What Do We Know About How Policies Spread?

MallinsonDaniel J. Mallinson

Since the 1960s, political scientists from across the globe have been studying how and why policies spread. This substantial body of research begs the question, what have we learned? My project aims to answer that question, at least in part. It finds both substantial growth in the literature and gaps that remain to be filled.

I conducted a meta-review of policy diffusion studies that focus on the American states. By casting a wide net using Google Scholar and Web of Science, I identified all (to my knowledge) studies published between 1990 and 2018 that referred to “policy diffusion” and “berry and berry.” Berry and Berry are important because their 1990 study of state lotteries introduced the unified model of policy diffusion. Essentially, this model combined the internal characteristics of states with influences external to the states to explain policy adoption. Over time, scholars also recognized that the attributes of the policy innovations themselves condition how far and how quickly they spread.

Figure 1. An Updated and Simplified Unified Model of Policy Diffusion

policy diffusion

Figure source: Mallinson 2015

The literature search yielded over 2,700 articles, with 185 of them including 507 statistical models of policy innovation adoption that capture at least some of the components of Figure 1. From the resulting Policy Diffusion Results database (paper, data), I found the following:

  • Not all policy topics are represented in the existing studies. Some are more commonly studied (e.g., law, health, administrative, and civil rights policies) and others barely register (e.g., social welfare, public resource management, local government, and agriculture).

....

(TASK INSTRUCTIONS) Repeat the portion of the article on how policies spread that begins at "Figure source: Mallinson" and stops after "government, and agriculture).".

[Excerpts from a dataset]
....

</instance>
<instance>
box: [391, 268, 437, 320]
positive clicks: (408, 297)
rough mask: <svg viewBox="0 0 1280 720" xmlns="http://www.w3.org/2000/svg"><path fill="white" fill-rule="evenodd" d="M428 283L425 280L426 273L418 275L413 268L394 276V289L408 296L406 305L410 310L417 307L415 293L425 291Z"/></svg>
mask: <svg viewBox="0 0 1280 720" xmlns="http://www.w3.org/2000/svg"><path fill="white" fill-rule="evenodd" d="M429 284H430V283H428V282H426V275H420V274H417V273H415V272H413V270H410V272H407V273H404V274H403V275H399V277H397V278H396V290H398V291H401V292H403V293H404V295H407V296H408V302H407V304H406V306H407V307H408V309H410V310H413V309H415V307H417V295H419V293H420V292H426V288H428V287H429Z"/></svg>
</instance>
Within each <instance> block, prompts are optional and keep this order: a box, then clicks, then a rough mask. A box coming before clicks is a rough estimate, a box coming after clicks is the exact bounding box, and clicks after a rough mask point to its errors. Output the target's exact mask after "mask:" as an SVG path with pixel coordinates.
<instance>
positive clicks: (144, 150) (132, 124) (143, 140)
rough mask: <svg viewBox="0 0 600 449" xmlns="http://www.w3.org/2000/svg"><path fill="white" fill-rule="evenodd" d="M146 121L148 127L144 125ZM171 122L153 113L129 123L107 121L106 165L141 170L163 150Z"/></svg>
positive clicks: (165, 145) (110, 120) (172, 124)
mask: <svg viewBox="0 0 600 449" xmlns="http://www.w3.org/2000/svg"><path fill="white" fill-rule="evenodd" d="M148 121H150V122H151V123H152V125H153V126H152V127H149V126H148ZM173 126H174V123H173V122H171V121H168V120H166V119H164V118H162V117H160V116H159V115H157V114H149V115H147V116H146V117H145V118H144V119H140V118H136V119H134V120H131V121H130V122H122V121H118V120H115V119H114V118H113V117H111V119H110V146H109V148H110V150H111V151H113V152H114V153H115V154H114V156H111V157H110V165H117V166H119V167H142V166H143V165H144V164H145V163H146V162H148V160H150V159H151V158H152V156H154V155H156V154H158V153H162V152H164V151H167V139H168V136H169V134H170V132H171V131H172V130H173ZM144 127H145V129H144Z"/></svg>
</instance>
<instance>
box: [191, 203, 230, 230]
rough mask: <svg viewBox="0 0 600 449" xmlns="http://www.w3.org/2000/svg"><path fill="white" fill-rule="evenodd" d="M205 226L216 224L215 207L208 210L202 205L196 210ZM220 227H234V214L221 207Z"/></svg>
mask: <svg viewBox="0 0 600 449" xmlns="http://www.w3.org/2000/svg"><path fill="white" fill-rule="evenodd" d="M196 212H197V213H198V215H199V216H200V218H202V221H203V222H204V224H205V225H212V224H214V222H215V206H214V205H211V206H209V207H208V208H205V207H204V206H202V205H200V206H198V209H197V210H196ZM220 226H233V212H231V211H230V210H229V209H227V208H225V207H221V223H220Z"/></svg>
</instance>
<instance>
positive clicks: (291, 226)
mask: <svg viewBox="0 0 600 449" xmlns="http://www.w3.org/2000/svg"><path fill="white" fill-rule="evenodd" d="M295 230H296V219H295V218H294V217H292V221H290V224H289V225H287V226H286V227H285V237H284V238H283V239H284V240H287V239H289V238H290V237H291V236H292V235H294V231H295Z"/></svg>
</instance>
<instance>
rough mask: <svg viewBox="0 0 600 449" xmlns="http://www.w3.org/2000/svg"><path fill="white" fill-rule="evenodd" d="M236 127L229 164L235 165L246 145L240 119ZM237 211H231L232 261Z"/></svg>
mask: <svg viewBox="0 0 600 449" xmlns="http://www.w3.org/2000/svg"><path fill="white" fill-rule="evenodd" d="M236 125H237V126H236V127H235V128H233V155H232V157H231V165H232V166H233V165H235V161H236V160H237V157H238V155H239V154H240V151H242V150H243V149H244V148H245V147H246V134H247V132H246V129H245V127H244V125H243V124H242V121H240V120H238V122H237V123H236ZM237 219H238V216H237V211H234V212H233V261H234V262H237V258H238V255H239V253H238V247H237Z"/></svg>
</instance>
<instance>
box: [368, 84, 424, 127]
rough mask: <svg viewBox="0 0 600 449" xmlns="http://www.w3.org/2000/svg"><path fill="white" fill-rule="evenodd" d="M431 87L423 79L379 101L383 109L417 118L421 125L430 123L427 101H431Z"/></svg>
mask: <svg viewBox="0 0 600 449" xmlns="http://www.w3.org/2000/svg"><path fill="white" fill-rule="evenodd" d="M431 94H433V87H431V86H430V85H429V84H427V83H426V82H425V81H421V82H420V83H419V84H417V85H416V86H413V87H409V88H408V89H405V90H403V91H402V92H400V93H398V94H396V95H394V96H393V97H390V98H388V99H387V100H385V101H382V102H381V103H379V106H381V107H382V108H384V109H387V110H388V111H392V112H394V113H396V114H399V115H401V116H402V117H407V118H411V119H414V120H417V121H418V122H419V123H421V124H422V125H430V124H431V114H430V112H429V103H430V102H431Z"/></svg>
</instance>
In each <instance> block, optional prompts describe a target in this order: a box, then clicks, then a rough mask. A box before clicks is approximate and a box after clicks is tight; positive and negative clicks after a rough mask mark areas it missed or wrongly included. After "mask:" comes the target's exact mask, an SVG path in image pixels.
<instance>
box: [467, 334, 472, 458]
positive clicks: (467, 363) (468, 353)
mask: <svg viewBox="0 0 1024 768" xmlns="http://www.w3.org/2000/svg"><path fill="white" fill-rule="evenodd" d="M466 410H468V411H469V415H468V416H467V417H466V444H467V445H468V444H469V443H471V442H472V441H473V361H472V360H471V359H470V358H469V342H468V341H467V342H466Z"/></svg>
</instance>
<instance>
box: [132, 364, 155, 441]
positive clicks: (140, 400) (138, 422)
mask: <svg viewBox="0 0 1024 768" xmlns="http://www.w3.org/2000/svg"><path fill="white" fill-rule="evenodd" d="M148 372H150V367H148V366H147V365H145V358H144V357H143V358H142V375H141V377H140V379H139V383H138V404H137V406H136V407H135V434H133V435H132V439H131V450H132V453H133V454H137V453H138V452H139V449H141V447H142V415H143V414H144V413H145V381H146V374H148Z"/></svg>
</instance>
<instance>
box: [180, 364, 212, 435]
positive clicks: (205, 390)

....

(EXERCISE RESULT)
Figure source: Mallinson 2015

The literature search yielded over 2,700 articles, with 185 of them including 507 statistical models of policy innovation adoption that capture at least some of the components of Figure 1. From the resulting Policy Diffusion Results database (paper, data), I found the following:

  • Not all policy topics are represented in the existing studies. Some are more commonly studied (e.g., law, health, administrative, and civil rights policies) and others barely register (e.g., social welfare, public resource management, local government, and agriculture).